**Extract:**
MySQL HAVING clause

➔ The HAVING clause must be used to filter results based on aggregate functions, because the WHERE clause cannot process aggregate functions.

➔ The HAVING clause is almost always used with aggregate functions such as SUM(), COUNT(), AVG(), MIN(), and MAX().

➔ WHERE filters the rows before GROUP BY operation, while HAVING filters the results after GROUP BY operation.

➔ The HAVING clause must come after the GROUP BY clause and before any ORDER BY clause.

➔ Multiple conditions can be applied in the HAVING clause using AND, OR, and NOT.

HAVING clause syntax

SELECT column_name, AGGREGATE_FUNCTION(column_name)
FROM table_name
WHERE condition -- Optional: filters rows before grouping
GROUP BY column_name
HAVING aggregate_condition -- Filters the groups created by GROUP BY
ORDER BY column_name; -- Optional

Filtering by Count

Example: Find positions that have fewer than 5 employees.

SELECT job_id, COUNT(employee_id) 
FROM employees 
GROUP BY job_id 
HAVING COUNT(employee_id) < 5;

Filtering by Average:

Example: Find positions that have average salary less than 5000.

SELECT job_id, AVG(salary) 
FROM employees 
GROUP BY job_id 
HAVING AVG(salary) < 5000;

Filtering by Sum:

Example: Find the positions and the number of employees working in those positions where the total salary is more than 10,000.

SELECT job_id, COUNT(*) AS total_employees, SUM(salary) As total_spent
FROM employees 
GROUP BY job_id 
HAVING SUM(salary) > 10000;

Using WHERE clause and HAVING clause together

The WHERE clause first filters specific rows, then the HAVING clause filters their aggregate results.

Example: Find the department IDs and their total salaries whose department_id is greater than 50 and total salary is greater than 15,000.

SELECT department_id, SUM(salary) AS TotalSalary
FROM employees
WHERE department_id > 50 -- Filters individual department_id
GROUP BY department_id
HAVING SUM(salary) > 15000; -- Then filters the aggregate results SUM(Salary).


--HAVING clause with column aliases
SELECT department_id, SUM(salary) AS TotalSalary
FROM employees
WHERE department_id > 50 
GROUP BY department_id
HAVING TotalSalary > 15000;

HAVING clause with Multiple Conditions

Example: Find the department IDs, their total salaries, and the number of employees whose total salary is more than 20,000 and the total number of employees is more than 5.

**Job 1:**
Reproduce the MySQL HAVING clause text from "SELECT job_id, COUNT(*)" to "greater than 15,000.", swapping "job_id" for "position_id".
**Job 2:**
In two sentences, summarize the MySQL HAVING clause text.

**Data excerpt:**
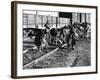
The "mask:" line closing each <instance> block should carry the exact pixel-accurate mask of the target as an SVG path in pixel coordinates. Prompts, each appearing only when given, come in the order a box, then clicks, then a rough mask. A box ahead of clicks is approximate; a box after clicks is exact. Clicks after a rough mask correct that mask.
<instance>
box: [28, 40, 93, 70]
mask: <svg viewBox="0 0 100 80" xmlns="http://www.w3.org/2000/svg"><path fill="white" fill-rule="evenodd" d="M90 51H91V50H90V41H87V40H80V41H77V42H76V45H75V49H74V50H71V51H70V50H67V49H66V47H64V48H61V49H58V50H57V51H56V52H55V53H54V54H52V55H50V56H48V57H45V58H44V59H43V60H41V61H38V62H37V63H36V64H34V63H33V64H31V67H29V68H30V69H35V68H56V67H79V66H90V65H91V57H90V55H91V54H90V53H91V52H90Z"/></svg>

**Written solution 1:**
SELECT position_id, COUNT(*) AS total_employees, SUM(salary) As total_spent
FROM employees 
GROUP BY position_id 
HAVING SUM(salary) > 10000;

Using WHERE clause and HAVING clause together

The WHERE clause first filters specific rows, then the HAVING clause filters their aggregate results.

Example: Find the department IDs and their total salaries whose department_id is greater than 50 and total salary is greater than 15,000.

**Written solution 2:**
The HAVING clause filters results based on aggregate functions such as SUM(), COUNT(), AVG(), MIN(), and MAX(), which the WHERE clause cannot process. It must come after GROUP BY and before any ORDER BY, filters results after grouping while WHERE filters rows before it, can be used together with WHERE, and accepts multiple conditions joined with AND, OR, and NOT.